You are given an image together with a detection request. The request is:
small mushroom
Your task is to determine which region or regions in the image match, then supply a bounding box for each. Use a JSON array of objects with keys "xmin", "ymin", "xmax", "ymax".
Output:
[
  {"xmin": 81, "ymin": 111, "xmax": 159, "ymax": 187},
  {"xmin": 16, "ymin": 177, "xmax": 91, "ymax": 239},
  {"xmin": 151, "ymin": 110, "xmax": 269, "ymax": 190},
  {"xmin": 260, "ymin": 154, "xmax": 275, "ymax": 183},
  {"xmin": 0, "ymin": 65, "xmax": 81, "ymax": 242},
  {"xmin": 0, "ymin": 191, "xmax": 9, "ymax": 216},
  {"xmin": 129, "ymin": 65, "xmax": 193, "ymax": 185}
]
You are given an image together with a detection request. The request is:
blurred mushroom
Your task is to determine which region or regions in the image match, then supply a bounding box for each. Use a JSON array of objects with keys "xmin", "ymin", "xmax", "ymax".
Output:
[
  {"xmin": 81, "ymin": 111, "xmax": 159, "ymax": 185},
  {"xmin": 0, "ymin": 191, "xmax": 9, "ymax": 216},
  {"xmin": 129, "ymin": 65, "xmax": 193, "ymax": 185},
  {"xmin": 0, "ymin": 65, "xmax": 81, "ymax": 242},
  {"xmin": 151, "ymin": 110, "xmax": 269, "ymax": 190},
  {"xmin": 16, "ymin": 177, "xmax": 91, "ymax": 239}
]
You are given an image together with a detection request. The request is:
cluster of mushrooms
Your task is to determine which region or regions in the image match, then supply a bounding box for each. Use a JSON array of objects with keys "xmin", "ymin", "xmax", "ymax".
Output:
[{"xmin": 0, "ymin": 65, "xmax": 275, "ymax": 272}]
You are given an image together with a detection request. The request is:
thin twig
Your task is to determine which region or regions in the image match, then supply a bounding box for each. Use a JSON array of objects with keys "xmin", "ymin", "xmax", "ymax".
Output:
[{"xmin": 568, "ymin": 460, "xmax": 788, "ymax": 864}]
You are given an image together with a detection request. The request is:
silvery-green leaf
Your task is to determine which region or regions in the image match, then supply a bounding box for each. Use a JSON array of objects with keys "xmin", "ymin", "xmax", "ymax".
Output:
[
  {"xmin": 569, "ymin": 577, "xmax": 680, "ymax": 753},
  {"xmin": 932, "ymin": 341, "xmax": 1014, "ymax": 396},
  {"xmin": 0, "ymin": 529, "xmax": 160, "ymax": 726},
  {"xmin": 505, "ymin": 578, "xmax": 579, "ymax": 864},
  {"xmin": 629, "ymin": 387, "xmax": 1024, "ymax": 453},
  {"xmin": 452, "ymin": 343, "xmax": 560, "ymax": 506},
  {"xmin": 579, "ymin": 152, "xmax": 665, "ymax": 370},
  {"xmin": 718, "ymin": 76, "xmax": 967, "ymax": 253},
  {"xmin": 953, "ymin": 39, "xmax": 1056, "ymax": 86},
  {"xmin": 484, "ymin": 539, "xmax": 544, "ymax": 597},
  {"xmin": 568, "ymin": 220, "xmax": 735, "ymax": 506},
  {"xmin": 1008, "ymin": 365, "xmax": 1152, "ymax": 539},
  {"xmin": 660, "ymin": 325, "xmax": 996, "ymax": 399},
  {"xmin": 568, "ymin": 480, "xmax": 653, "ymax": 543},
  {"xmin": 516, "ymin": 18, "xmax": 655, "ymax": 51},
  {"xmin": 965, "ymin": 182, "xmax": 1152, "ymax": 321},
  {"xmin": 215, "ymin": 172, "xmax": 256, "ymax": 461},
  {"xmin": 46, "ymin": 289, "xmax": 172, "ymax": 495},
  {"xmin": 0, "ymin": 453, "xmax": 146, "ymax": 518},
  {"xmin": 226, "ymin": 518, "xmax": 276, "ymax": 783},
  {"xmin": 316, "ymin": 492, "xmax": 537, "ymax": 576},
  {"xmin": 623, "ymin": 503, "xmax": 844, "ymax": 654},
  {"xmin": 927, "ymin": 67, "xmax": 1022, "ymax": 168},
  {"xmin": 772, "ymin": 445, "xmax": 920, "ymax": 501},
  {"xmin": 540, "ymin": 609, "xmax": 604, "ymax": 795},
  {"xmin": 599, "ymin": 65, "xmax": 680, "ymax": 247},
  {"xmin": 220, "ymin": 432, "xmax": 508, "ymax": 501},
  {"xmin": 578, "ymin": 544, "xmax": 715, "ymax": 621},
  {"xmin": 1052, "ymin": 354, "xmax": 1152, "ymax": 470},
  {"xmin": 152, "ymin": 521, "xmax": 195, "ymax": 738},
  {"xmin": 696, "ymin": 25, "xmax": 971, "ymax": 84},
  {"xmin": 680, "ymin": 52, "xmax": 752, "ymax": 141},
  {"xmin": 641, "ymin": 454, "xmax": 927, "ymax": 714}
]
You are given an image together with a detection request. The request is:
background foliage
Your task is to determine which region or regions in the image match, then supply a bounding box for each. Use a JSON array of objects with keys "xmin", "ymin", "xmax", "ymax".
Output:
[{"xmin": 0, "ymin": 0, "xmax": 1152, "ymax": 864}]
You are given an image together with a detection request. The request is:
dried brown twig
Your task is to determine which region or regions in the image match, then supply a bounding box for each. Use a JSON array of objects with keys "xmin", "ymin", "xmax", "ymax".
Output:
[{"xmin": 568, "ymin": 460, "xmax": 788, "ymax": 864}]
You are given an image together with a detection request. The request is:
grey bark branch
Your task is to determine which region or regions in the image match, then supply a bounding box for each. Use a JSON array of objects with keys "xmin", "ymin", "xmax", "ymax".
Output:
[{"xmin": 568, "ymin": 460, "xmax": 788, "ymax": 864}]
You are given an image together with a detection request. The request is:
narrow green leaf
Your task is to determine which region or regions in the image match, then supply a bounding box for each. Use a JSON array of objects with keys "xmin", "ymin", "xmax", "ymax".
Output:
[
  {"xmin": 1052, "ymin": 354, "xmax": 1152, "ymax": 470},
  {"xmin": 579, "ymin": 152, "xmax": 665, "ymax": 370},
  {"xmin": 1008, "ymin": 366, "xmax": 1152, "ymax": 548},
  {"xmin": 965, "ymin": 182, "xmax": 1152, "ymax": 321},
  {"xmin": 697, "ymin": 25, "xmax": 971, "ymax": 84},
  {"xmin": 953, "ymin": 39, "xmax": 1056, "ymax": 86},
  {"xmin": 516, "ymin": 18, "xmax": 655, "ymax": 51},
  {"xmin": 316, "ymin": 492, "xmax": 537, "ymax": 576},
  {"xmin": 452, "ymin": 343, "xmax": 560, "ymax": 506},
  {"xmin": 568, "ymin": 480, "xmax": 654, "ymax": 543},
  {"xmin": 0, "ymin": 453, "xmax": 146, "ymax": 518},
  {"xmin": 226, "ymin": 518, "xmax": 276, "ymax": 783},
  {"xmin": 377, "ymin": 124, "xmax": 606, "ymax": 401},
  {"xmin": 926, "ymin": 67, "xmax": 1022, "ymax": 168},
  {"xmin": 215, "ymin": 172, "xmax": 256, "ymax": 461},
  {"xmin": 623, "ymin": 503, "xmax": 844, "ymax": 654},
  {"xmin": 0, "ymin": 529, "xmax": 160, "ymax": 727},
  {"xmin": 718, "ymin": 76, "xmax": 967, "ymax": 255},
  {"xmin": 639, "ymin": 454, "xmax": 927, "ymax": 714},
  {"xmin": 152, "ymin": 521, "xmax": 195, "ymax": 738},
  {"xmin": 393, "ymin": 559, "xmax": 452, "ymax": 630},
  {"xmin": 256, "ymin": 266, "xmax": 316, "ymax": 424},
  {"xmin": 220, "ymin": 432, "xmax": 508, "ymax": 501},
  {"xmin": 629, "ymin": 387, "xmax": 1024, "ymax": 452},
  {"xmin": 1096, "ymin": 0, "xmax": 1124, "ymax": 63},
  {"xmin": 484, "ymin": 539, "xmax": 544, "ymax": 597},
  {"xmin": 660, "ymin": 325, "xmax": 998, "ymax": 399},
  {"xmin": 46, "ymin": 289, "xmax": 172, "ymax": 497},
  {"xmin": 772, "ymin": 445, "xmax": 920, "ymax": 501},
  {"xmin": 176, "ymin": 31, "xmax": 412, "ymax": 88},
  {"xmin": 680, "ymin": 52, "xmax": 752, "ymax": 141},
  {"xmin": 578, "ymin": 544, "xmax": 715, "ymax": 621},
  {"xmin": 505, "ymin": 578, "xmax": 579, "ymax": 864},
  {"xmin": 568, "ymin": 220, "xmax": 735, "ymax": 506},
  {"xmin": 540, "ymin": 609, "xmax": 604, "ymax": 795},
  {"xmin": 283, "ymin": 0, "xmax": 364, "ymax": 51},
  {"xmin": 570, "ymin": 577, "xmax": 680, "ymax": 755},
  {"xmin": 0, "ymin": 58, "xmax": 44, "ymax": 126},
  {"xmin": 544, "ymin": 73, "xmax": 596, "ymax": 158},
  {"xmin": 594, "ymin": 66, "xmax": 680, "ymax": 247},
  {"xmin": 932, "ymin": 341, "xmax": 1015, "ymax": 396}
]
== == ==
**Given task**
Display every line of the records above that contains the word "green". Case counts.

**Reply**
silvery-green leaf
narrow green leaf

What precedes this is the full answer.